[start of Listed entries]

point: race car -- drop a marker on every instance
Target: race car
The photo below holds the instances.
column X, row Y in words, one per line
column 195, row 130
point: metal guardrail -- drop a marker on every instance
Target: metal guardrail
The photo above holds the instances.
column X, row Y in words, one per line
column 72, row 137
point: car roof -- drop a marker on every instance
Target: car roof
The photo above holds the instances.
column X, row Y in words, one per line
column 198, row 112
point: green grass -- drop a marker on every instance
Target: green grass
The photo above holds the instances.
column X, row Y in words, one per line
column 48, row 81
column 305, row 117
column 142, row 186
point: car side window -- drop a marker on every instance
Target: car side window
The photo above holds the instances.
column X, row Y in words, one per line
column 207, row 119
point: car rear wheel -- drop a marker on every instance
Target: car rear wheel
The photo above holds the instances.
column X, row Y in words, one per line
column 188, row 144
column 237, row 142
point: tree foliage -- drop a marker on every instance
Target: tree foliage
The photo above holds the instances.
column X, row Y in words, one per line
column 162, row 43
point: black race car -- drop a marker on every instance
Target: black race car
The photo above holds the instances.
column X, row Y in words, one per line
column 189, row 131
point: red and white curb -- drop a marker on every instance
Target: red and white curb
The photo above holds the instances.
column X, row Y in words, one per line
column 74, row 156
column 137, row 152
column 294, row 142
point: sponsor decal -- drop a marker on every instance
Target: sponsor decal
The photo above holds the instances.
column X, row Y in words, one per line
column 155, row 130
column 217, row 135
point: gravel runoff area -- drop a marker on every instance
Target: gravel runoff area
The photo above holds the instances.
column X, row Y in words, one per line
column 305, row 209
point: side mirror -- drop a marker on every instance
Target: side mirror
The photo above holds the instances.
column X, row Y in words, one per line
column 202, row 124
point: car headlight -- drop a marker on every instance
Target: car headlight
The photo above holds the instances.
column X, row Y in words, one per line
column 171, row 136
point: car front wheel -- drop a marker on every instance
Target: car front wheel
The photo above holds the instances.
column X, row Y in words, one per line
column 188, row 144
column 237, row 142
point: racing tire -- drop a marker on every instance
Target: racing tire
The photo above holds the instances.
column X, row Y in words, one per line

[end of Listed entries]

Task directions: Update the records from their start through the line containing "column 198, row 112", inclusive, so that "metal guardrail" reads "steel guardrail" and nothing else changes. Give only those lines.

Answer to the problem:
point: race car -- drop a marker on every instance
Target: race car
The photo below holds the instances.
column X, row Y in words, one per line
column 195, row 130
point: steel guardrail -- drop a marker on every instance
Target: steel guardrail
The photo above holds the instances.
column X, row Y in words, one per line
column 72, row 137
point: car roof -- drop a marker on every instance
Target: car roof
The photo above holds the instances.
column X, row Y in words, one per line
column 198, row 112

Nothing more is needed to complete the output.